*** Selected excerpt Section Begins ***

An optimist in me hopes that we can get back to unbiased science, where it doesn't have to agree with the current side, but both sides perceive it as fair and agree to leave it alone for common good. A realist thinks that it will happen in China, and the West has just run out of steam.

  • > back to unbiased science

    Science has always struggled with biases. There was no perfect time in the past that you are imagining where that wasn't an issue.

    If it seems worse today, it's largely because the systemic biases that were already there are becoming more visible, which is a sign of progress.

  • > Then, some topics becoming political taboo where the unorthodox opinion would get you fired and canceled

    This is garbage.

    What you describe might be the case in some social-sciences circles but never has been the case in most STEMs fields.

    If you have a (sensical) unorthodox idea that displease a research director, 10 other research directors will be very happy to dig up this exact idea in a slightly different context.

    This is how sciences progress.

*** Selected excerpt Section Ends ***
*** Provided material Section Begins ***

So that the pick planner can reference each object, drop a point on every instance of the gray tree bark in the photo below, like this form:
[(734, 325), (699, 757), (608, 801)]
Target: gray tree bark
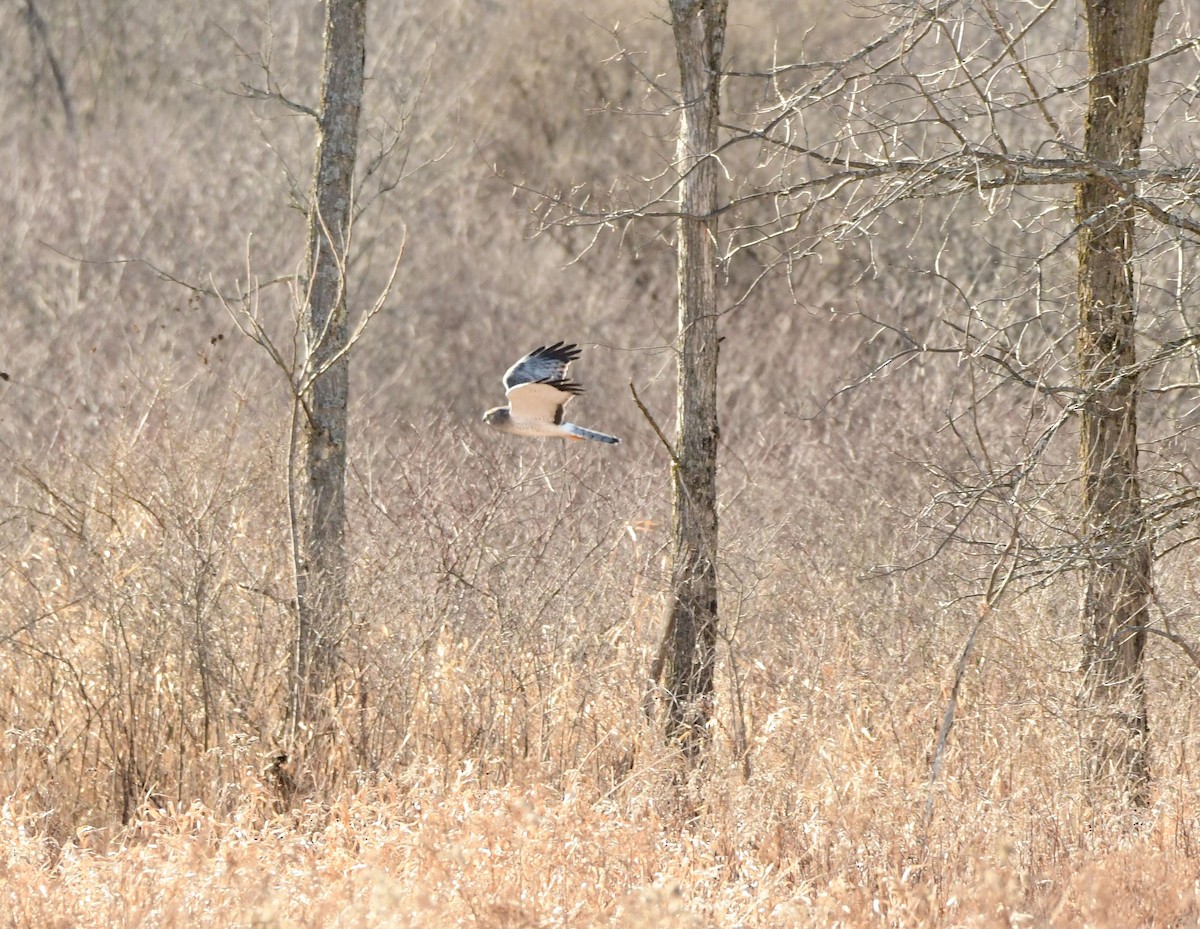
[(689, 648), (321, 507), (1119, 575)]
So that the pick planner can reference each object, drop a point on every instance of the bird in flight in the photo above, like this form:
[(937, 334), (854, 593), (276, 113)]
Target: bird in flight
[(538, 389)]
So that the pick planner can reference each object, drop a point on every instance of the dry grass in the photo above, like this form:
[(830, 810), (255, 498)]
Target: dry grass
[(493, 761), (496, 766)]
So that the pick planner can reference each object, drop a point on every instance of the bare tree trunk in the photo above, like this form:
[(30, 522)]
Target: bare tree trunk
[(689, 648), (321, 505), (1117, 582)]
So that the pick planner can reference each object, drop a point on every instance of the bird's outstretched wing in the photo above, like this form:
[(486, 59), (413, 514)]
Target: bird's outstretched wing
[(545, 364), (537, 385)]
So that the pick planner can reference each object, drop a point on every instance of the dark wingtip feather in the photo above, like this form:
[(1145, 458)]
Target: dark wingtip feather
[(565, 352)]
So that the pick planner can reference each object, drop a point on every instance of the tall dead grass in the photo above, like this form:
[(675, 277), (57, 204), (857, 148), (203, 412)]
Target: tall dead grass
[(496, 762)]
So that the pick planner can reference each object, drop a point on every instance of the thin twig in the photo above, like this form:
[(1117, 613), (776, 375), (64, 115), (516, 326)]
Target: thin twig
[(654, 425)]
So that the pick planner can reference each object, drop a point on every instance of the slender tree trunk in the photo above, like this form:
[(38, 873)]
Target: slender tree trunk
[(321, 508), (1117, 582), (689, 648)]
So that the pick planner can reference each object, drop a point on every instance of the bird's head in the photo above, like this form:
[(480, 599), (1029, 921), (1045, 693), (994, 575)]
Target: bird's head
[(497, 417)]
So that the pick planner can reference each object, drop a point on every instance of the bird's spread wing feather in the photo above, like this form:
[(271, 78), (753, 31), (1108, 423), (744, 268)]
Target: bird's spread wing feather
[(537, 385), (546, 364)]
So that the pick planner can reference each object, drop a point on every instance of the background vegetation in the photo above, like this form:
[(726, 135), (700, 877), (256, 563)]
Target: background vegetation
[(496, 765)]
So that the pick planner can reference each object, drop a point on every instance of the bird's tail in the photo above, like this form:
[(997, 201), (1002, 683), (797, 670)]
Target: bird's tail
[(580, 432)]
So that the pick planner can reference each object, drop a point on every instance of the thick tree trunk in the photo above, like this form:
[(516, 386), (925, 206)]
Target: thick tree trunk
[(321, 508), (690, 645), (1117, 582)]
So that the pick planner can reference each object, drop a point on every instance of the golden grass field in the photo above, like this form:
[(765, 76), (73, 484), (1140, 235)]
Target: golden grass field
[(496, 759)]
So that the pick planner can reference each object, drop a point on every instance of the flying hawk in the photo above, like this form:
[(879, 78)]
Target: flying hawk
[(538, 389)]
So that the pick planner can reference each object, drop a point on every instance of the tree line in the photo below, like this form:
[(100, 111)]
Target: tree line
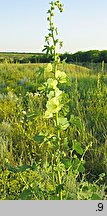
[(91, 56)]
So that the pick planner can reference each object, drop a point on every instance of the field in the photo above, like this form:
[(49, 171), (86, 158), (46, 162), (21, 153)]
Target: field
[(31, 166)]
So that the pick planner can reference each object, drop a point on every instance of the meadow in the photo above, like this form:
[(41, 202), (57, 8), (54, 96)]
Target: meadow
[(27, 158), (53, 128)]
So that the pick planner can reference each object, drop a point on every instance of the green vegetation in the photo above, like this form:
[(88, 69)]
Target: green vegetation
[(53, 128)]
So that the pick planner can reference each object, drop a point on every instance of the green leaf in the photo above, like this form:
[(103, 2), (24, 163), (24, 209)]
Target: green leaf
[(76, 121), (67, 163), (59, 188), (52, 83), (18, 169), (60, 76), (38, 138), (26, 195), (48, 67), (96, 197), (63, 123), (81, 169), (53, 106), (77, 147), (75, 163)]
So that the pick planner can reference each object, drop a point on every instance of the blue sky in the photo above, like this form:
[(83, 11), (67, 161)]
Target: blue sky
[(82, 25)]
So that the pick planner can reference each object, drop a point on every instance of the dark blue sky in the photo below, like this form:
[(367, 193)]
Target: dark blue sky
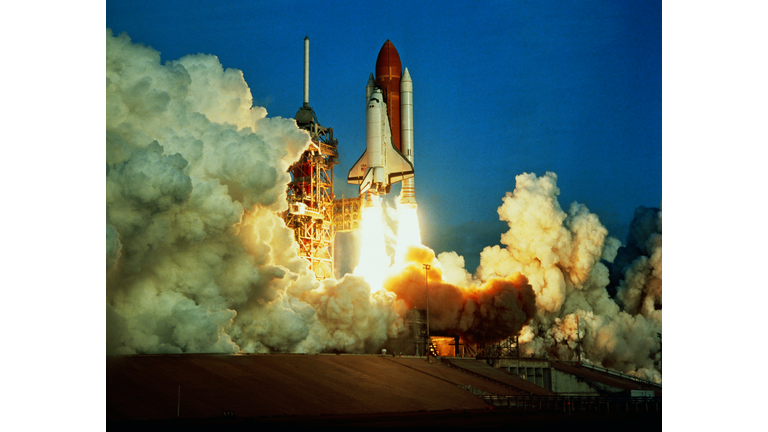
[(500, 88)]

*** Provided material Section Ends ***

(Problems to work on):
1 - In the discussion of bias in science, how many other research directors would gladly take up a sensible unorthodox idea that displeases one research director?
2 - Continue the discussion of bias in science, starting after its last sentence.
The material is not needed for what comes next.

(Answers below):
1 - 10 other research directors.

2 -
> It's harder to recruit PhD students and it's harder to fund them

If it’s harder to fund them then it should be easier to recruit them. I don’t think both can be true at the same time, unless you’re saying it’s harder to fund foreign PhD’s with US tax dollars in which case I think you’ll find limited sympathy for your cause.

  • It's not a fixed size of PhD candidates competing. A future PhD candidate may choose to not become a future PhD candidate because of changes. For example, a high school or undergraduate student might read all these articles and statistics about how funding is getting pulled and research is becoming more difficult and choose to take another path. They are no longer a competitor to be a PhD candidate, they do not bid down the prices.

  • > unless you’re saying it’s harder to fund foreign PhD’s with US tax dollars in which case I think you’ll find limited sympathy for your cause.

    As your sibling pointed out, the end result is China benefiting from that void.

  • Maybe I’m missing something, but why can’t it be true? If I’m a PhD deciding what to do with the next few years of my life, the fact that government jobs currently seem very unstable might make PhDs hesitant to choose this path. There’s probably also at least some PhDs (given the overwhelmingly left leaning politics of grad students) that don’t want to be involved with this administration. So maybe more PhDs are going into the private sector.

    On the other side, budget cuts might mean that you have less money to spend on the PhDs that are interested.

    So it doesn’t seem inherently contradictory to me.

  • The NSF buys research. PhD funding is not a gift, it is payment for a job. Buying research from citizens or noncitizens is not meaningfully different.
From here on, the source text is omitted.